▶ **PROBLEM TO SOLVE**: What lines in the records below hold the string "every"? Please show them.

▶ **RECORDS FOR THE EXERCISE**:
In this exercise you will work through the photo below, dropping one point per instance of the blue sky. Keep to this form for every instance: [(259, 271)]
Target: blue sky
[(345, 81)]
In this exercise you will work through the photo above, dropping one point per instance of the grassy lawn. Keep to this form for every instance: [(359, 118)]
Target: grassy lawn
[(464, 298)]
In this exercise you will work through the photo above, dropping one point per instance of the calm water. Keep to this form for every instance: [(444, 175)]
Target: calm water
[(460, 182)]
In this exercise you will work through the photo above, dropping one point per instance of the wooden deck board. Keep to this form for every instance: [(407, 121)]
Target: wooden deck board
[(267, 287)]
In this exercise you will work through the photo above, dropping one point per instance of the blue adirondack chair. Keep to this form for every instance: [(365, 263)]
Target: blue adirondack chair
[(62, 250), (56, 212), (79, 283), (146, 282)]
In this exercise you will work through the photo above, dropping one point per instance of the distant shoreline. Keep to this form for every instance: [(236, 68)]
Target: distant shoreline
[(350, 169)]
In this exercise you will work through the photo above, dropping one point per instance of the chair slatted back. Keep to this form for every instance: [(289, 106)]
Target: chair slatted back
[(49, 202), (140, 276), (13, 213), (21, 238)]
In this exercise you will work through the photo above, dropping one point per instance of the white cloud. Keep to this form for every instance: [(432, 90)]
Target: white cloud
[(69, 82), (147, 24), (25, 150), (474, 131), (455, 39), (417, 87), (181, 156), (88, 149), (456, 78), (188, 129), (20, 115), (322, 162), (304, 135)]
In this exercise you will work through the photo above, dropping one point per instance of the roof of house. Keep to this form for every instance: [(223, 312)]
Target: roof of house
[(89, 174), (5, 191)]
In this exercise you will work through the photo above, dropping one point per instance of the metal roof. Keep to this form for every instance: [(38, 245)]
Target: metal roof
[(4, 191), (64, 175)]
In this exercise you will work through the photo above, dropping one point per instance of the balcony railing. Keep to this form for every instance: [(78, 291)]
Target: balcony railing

▶ **ANSWER SPACE**:
In this exercise you will work through the photo below, dropping one point per instance of the blue sky. Keep to this form for every instance: [(259, 271)]
In this exercise you will work through the photo above, dropping one point per instance of the grassy lawn. Keep to this form for every instance: [(359, 118)]
In this exercise you will work through the photo above, dropping one point per instance of the calm water. Keep to this form for every instance: [(444, 175)]
In this exercise you will work through the photo above, dropping one point per instance of the wooden deck board. Keep to this form for every instance: [(407, 121)]
In this exercise you will work through the photo above, dropping one point per instance of the blue adirondack chair. Keep to this form for every instance: [(365, 263)]
In this exercise you will work through the photo above, dropping one point per instance of the distant shoreline. Keep to this form for every instance: [(236, 68)]
In this exercise you will work through the photo above, dropping one point per instance of the chair slatted back. Keep to this form for every instance: [(289, 106)]
In this exercise you will work through the photo above, dropping one point per instance of the white cloud. Keep to this form for every instance: [(432, 90)]
In this exercise you will work through the photo above, dropping one point per instance of the roof of house. Keep to this form for every instance: [(223, 312)]
In this exercise you will work through the photo above, dropping one point per instance of the metal roof. Keep to this form for every instance: [(38, 245)]
In this exercise you will work through the photo above, dropping one point per instance of the balcony railing. Keep to this form for every instance: [(78, 291)]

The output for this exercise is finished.